──────── Excerto selecionado

(Confesso que não sou propenso a grandiloquentes afirmações
como as que associaram o dia de ontem, quinta-feira, a um dia histórico na
ainda jovem democracia portuguesa. Sou mais comedido
e, simplesmente, regozijo-me quando as instituições funcionam, cumprem o seu
papel e contribuem para matar um dos combustíveis do populismo, todas, e mais
uma, acusações aos políticos e deputados deste País.)
Sou o primeiro a
reconhecer que nem sempre o Parlamento português se dignifica a si próprio,
seja demitindo-se em algumas matérias, como por exemplo abdicar de um escrutínio
mais incisivo sobre a evolução do projeto europeu e do modo como o vivemos,
seja elevando a política dos pequenos e pequeninos interesses a um lugar
central da atividade parlamentar.

────────────────
──────── Informação fornecida

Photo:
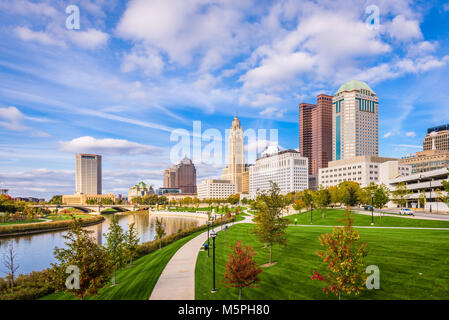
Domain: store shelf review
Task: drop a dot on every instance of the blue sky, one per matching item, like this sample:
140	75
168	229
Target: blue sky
137	70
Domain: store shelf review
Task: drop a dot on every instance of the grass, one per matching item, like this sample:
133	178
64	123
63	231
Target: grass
67	216
413	265
333	217
135	283
21	222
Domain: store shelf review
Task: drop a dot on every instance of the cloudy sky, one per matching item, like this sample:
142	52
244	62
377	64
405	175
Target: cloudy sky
136	71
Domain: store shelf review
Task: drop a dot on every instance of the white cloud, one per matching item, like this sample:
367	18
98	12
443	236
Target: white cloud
272	112
106	146
11	118
41	37
149	62
402	29
90	39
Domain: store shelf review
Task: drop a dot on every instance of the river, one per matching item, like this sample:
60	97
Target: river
35	252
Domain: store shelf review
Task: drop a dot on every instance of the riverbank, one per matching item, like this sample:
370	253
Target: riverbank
41	227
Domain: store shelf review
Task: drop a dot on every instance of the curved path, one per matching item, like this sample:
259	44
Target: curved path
177	281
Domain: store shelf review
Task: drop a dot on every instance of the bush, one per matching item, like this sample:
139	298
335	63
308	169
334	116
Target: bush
44	226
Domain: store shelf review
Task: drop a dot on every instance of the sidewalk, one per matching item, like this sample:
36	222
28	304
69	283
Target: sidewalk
177	281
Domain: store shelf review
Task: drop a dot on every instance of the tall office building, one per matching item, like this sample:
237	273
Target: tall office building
181	176
170	178
287	168
315	132
235	168
438	140
88	174
355	118
186	176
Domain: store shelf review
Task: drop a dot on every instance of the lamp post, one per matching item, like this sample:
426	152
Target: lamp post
208	225
311	211
213	235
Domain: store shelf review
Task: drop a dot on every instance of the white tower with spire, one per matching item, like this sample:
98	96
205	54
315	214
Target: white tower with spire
235	167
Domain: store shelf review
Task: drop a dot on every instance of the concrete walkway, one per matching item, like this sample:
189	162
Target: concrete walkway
177	281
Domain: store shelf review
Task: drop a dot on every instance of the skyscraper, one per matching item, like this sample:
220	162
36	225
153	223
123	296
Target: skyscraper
88	174
355	116
170	178
186	176
438	140
181	176
315	132
235	167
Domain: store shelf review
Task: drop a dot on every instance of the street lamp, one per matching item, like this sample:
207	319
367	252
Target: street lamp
208	225
213	235
311	211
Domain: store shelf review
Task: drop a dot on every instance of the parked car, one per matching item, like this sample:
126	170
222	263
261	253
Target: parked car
406	211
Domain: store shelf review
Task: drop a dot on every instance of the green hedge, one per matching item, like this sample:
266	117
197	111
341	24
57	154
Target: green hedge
21	229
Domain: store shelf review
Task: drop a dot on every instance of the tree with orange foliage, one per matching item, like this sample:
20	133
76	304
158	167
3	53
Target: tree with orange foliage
345	258
241	270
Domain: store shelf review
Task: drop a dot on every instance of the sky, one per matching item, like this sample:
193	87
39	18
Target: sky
136	72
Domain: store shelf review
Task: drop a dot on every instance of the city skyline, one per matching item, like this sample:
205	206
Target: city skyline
61	95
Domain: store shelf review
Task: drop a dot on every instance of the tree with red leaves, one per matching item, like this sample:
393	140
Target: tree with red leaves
345	258
241	270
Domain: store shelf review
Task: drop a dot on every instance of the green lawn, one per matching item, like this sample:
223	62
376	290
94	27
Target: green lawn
135	283
334	216
413	265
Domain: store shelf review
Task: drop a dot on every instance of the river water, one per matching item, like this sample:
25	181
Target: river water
35	252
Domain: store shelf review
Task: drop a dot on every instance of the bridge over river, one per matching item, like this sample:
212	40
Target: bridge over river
92	208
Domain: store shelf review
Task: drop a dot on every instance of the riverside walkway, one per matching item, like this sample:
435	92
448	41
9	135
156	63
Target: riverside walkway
177	281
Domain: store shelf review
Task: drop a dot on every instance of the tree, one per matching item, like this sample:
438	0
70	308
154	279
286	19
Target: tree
196	202
349	193
307	197
445	184
270	226
83	252
381	196
241	271
91	201
336	195
365	193
115	246
298	205
10	264
131	243
422	199
160	230
233	199
55	200
345	259
322	199
400	194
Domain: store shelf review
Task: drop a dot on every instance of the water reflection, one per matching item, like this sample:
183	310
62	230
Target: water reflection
35	252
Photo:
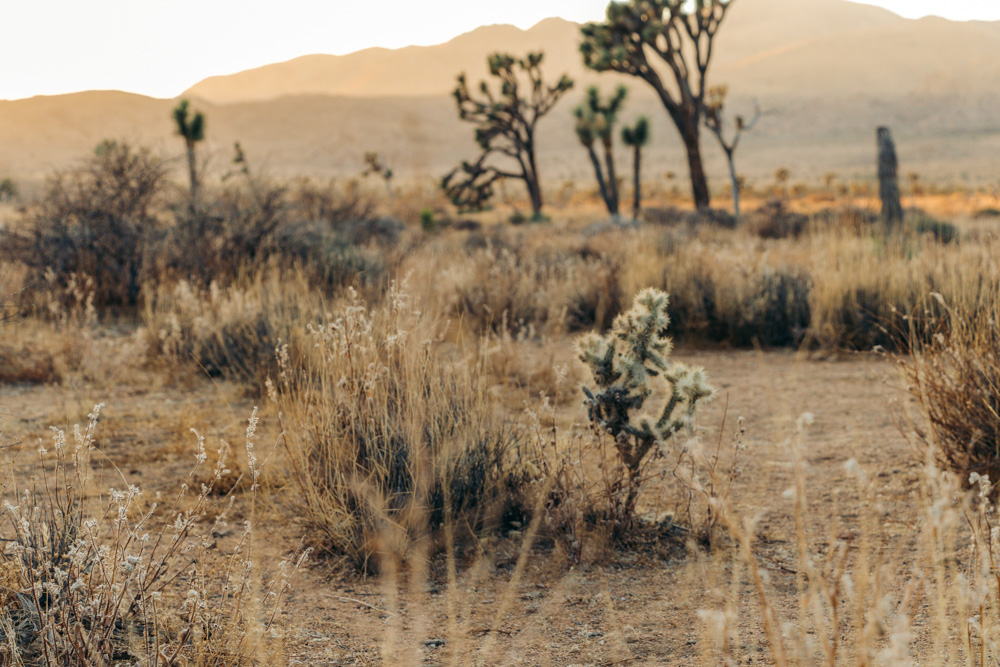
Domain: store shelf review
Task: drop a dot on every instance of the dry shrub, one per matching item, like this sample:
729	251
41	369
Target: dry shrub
773	220
26	365
851	603
389	441
95	221
741	293
955	379
231	332
542	290
105	580
254	221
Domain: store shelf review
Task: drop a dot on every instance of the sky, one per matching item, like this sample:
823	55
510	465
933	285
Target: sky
162	47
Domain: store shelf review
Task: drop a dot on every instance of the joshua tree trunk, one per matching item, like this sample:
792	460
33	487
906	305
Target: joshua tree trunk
636	181
735	183
600	176
192	170
699	183
531	178
888	179
535	194
609	159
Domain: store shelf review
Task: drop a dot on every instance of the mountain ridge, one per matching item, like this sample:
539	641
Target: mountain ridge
831	72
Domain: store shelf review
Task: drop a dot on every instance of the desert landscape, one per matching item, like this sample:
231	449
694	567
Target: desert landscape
672	342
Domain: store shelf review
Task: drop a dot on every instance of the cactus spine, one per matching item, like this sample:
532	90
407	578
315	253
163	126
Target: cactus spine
623	364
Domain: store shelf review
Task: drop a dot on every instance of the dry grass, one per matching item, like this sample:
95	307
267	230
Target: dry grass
389	439
108	577
406	434
955	379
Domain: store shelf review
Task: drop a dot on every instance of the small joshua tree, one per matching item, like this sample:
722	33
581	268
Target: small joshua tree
595	121
715	121
624	364
506	129
375	166
192	129
637	137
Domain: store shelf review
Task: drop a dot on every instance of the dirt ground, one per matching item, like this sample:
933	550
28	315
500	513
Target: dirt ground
629	607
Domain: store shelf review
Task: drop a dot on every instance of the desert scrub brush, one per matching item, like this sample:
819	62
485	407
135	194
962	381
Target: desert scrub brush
626	365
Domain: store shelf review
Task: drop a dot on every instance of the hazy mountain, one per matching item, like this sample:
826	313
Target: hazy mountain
828	71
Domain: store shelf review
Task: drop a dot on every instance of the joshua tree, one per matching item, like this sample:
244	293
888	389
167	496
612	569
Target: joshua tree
716	123
8	189
888	178
626	365
374	165
637	137
679	34
595	121
192	129
506	125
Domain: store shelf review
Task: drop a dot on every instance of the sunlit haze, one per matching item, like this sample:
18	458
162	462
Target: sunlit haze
160	47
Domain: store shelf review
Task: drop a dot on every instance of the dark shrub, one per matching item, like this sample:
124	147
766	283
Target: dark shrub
94	221
775	221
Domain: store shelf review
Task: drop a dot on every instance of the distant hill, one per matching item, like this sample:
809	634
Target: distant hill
830	71
802	48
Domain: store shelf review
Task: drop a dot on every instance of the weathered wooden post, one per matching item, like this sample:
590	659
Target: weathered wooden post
888	178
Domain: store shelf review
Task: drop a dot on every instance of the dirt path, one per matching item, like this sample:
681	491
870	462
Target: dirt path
629	608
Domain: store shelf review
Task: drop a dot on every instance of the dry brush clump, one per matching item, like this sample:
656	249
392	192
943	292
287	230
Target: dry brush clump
232	331
391	438
851	603
955	380
105	576
94	223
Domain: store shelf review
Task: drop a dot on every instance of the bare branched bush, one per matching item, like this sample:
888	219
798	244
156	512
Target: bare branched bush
389	440
94	223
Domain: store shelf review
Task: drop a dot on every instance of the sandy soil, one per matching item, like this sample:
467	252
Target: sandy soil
637	607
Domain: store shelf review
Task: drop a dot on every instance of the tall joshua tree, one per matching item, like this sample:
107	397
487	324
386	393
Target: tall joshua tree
506	130
191	127
637	137
595	121
888	178
680	34
715	121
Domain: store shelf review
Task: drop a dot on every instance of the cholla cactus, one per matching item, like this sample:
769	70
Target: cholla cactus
624	364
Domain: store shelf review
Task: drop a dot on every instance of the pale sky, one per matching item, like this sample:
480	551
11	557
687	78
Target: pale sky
162	47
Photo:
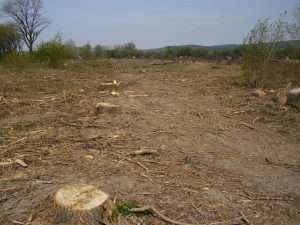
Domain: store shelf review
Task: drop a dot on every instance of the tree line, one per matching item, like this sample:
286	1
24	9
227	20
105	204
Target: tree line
28	21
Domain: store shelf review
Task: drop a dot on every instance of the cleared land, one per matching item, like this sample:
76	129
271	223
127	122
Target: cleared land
215	151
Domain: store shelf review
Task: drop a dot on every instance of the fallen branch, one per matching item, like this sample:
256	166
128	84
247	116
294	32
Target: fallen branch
79	125
137	163
144	152
248	125
159	214
245	219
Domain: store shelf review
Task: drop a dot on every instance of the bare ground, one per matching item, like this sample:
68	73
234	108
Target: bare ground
221	151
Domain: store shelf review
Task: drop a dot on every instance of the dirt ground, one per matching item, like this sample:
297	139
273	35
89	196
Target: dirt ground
221	150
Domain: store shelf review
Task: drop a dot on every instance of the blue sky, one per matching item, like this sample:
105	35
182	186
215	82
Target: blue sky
156	23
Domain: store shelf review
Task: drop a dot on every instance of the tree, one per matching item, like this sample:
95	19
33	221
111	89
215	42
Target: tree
28	17
10	40
259	49
294	26
86	51
71	50
99	51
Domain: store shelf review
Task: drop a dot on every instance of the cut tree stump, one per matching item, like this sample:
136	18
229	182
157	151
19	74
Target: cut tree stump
82	205
293	97
104	107
114	85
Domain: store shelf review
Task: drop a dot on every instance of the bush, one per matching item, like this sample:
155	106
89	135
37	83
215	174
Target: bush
17	61
52	53
10	39
71	51
86	51
259	50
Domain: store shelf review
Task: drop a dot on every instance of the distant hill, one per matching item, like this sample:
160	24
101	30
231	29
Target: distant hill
220	47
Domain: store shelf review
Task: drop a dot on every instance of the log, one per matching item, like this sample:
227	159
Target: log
104	107
114	85
81	205
293	97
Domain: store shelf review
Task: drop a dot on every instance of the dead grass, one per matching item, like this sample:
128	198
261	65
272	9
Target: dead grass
211	135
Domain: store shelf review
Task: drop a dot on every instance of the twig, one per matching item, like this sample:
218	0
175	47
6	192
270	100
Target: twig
143	152
248	125
245	219
159	214
13	143
18	222
79	125
137	163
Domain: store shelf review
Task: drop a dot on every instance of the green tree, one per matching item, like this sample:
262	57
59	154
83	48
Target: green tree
99	51
10	39
86	51
259	49
29	17
71	50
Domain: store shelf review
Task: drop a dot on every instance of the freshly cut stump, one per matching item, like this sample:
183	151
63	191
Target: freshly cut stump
82	205
293	97
104	107
114	85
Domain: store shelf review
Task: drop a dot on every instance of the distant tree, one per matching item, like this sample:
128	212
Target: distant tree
10	39
294	27
29	17
71	51
52	52
99	51
86	51
259	48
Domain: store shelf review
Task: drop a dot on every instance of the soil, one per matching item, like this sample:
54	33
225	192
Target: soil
221	150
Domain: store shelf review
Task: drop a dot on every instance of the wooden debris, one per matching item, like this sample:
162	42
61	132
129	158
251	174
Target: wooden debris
11	162
82	204
159	214
248	125
245	219
21	162
104	107
144	152
137	96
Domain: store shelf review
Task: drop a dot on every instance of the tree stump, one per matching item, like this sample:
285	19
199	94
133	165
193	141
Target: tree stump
82	205
109	86
293	97
104	107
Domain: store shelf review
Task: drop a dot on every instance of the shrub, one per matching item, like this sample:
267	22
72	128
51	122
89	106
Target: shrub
259	50
71	51
52	53
17	61
10	39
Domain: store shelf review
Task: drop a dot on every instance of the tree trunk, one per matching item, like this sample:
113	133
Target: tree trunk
30	48
82	204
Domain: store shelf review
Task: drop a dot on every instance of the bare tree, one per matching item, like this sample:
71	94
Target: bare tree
29	18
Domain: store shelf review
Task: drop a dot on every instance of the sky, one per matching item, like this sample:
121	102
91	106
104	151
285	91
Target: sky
157	23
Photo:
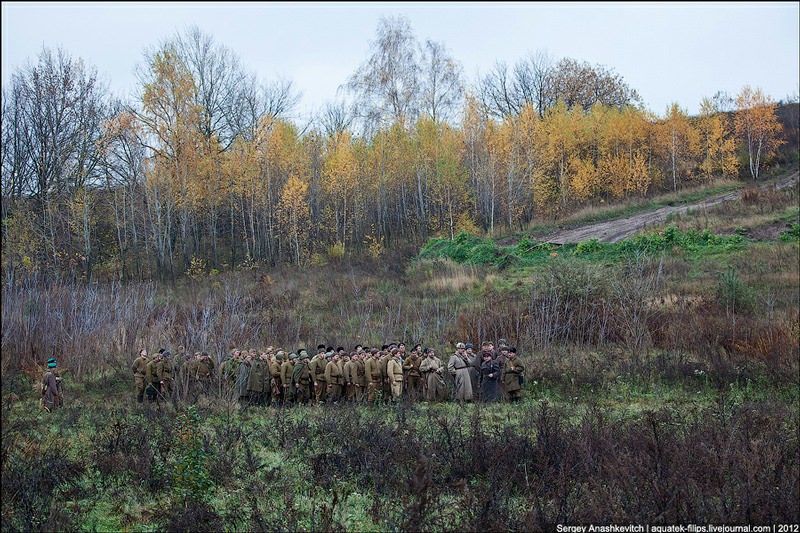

────────────────

- _Instrução dada_
Dê continuidade ao texto de opinião sobre o Parlamento português, começando logo após a última frase apresentada.

- _Resposta correta_
Ora a discussão da
despenalização da eutanásia, não deixando de ser uma questão política,
atravessa os sistemas de valores de cada um e por isso seria de prever um
debate final, antes da votação em plenário, propenso a todos os golpes e não
apenas de retórica parlamentar. Acresce que o ambiente comicieiro que os
adversários na sociedade civil da despenalização imprimiram como contexto de
intimidação poderia ter ricochete no plenário e levar alguns deputados a falar
mais para fora do que para o interior do plenário, em obediência a grupos a que
devem fidelidade (não escrutinada democraticamente).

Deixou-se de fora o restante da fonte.